* [Your objective] From the line with "Highlight stone masonry." to the line with "Highlight rough stone block.", retype every line exactly, including those two, and leave out the rest of the data below.

* [Input]

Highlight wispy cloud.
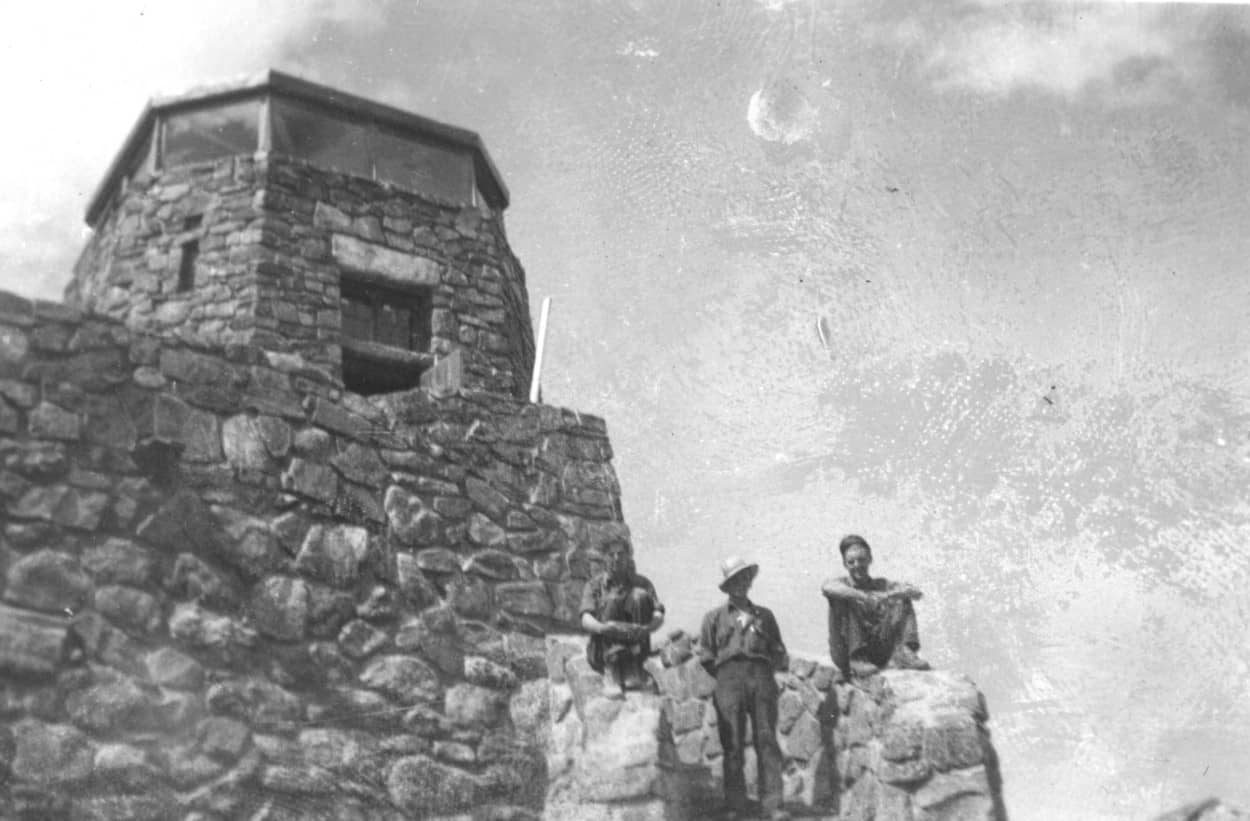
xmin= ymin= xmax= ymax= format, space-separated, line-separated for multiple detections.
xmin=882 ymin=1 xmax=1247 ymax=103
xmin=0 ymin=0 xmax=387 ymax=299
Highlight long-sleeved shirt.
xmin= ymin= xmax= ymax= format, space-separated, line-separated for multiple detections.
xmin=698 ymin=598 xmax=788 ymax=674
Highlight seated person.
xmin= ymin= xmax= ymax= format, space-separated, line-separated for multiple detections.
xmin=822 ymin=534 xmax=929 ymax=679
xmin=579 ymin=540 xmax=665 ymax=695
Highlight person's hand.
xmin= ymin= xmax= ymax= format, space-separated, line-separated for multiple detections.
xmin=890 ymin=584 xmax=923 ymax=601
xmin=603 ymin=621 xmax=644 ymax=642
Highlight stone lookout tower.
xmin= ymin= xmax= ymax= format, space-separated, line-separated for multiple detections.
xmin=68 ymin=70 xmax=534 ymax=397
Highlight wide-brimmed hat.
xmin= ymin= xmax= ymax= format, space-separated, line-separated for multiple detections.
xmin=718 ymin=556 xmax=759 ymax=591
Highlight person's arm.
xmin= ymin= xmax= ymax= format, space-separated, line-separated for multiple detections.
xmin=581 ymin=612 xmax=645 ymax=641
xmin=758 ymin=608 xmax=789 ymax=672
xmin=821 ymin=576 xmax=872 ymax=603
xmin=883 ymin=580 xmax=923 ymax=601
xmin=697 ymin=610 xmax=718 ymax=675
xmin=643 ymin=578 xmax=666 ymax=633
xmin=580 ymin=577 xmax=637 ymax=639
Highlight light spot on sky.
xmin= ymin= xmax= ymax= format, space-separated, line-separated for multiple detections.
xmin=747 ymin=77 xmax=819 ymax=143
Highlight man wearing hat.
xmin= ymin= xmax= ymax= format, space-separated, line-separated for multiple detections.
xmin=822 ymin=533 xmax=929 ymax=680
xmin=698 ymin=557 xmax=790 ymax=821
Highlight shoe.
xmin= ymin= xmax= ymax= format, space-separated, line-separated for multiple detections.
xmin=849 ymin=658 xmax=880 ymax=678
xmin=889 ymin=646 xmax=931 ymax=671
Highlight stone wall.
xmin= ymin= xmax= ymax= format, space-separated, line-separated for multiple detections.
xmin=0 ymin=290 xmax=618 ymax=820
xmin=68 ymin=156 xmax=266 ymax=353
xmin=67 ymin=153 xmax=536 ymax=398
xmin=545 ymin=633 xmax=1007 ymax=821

---

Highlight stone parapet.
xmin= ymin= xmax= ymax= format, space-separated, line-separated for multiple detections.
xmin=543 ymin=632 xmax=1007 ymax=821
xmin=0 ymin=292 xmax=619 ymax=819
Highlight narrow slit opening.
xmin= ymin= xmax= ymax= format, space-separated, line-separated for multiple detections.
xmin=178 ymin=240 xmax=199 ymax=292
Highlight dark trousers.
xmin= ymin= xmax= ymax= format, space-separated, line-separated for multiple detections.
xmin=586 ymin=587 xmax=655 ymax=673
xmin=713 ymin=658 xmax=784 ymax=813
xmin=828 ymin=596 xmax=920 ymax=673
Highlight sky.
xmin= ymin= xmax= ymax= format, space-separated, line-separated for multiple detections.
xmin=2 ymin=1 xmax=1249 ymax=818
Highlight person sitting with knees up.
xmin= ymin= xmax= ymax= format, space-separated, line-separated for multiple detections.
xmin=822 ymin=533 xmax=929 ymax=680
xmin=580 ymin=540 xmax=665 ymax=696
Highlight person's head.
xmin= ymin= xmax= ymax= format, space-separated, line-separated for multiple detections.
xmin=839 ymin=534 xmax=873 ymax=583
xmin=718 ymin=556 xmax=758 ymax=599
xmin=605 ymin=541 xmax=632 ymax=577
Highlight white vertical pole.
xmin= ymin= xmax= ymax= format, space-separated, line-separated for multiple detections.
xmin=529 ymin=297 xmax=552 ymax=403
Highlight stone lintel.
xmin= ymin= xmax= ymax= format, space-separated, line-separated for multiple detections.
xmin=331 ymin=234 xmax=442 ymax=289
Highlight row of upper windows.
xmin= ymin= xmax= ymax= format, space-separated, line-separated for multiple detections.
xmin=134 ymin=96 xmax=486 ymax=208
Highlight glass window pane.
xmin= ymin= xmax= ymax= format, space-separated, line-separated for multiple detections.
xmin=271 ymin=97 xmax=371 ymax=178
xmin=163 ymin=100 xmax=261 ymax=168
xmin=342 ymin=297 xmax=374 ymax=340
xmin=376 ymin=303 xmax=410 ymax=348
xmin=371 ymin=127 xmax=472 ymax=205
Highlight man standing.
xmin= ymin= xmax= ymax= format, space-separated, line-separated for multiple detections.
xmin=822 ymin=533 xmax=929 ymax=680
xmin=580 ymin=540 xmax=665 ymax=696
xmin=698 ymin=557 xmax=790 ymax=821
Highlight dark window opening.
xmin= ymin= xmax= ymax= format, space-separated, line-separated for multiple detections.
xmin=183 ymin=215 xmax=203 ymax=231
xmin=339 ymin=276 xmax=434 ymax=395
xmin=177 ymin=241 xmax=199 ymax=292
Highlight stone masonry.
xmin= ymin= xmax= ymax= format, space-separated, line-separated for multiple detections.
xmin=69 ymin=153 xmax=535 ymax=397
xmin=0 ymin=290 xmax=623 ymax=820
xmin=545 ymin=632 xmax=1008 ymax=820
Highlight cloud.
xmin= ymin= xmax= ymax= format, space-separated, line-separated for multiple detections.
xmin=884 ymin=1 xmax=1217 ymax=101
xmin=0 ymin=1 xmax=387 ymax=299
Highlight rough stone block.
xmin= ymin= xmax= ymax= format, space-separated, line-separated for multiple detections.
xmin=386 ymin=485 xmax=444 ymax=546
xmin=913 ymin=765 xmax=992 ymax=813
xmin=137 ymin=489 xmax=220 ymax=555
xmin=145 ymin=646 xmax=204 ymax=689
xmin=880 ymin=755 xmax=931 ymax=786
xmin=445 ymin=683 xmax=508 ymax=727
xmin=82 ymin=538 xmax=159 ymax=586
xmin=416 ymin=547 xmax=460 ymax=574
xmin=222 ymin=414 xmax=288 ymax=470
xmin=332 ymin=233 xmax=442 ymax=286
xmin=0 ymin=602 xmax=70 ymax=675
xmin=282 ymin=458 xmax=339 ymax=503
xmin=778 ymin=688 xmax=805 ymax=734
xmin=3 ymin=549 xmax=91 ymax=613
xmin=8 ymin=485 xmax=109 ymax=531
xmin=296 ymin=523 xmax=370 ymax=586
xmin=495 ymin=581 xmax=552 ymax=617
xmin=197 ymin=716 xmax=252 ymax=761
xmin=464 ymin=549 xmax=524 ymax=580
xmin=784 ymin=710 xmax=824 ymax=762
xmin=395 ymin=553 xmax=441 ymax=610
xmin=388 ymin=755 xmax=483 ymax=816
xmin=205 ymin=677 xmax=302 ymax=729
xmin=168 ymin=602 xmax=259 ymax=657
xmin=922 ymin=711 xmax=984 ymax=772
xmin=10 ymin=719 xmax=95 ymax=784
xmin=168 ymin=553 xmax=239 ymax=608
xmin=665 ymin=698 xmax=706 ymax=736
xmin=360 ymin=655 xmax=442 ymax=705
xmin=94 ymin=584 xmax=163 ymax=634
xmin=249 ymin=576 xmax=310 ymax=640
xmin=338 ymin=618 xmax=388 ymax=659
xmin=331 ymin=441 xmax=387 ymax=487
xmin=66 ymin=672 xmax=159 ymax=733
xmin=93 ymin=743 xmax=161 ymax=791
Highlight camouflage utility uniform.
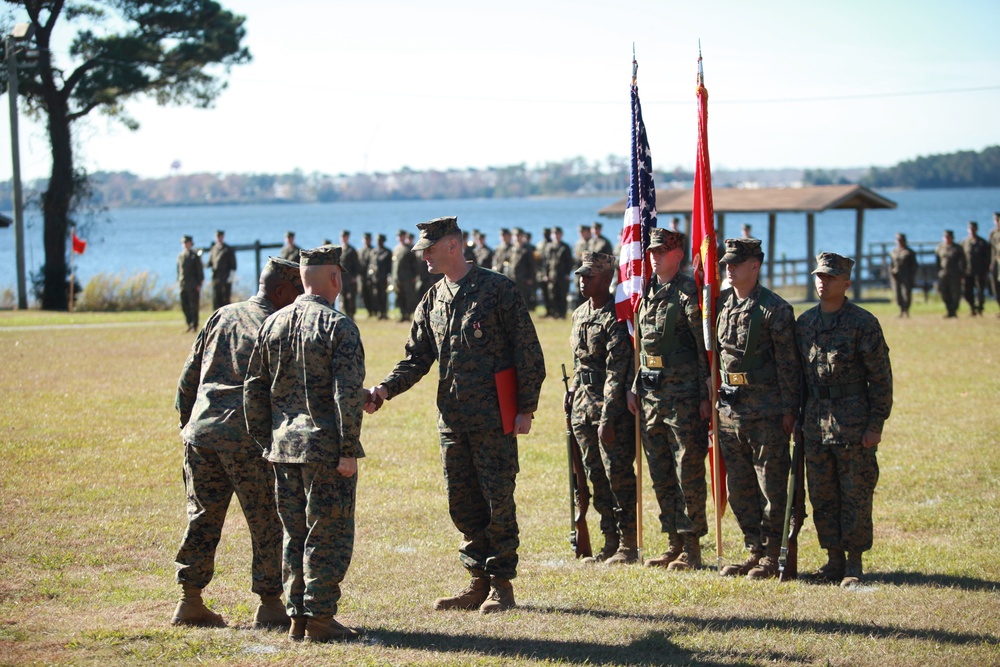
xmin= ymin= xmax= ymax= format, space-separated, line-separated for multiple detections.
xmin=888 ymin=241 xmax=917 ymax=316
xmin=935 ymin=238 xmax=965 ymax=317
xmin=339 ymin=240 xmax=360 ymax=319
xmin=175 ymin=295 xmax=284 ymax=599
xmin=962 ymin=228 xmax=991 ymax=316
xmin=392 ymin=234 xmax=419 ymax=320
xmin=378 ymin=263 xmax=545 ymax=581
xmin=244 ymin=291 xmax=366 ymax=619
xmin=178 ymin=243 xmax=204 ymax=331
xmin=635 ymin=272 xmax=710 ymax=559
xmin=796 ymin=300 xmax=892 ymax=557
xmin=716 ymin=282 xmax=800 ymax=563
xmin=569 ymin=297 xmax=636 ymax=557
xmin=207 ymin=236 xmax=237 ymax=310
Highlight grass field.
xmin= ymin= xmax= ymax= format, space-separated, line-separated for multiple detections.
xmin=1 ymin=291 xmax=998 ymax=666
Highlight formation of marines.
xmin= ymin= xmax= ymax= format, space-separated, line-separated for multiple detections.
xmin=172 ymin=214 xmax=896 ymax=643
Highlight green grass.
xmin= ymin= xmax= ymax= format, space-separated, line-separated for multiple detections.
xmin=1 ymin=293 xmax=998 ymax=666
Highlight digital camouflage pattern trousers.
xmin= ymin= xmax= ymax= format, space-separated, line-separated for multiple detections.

* [Exercise output]
Highlight stone masonry.
xmin= ymin= xmax= ymax= format, space-separated, line-separated for multiple detections.
xmin=69 ymin=153 xmax=535 ymax=397
xmin=0 ymin=290 xmax=623 ymax=820
xmin=545 ymin=632 xmax=1008 ymax=820
Highlight cloud.
xmin= ymin= xmax= ymax= format, space-separated, line-separated for multiple detections.
xmin=884 ymin=1 xmax=1217 ymax=101
xmin=0 ymin=1 xmax=387 ymax=299
Highlight rough stone block.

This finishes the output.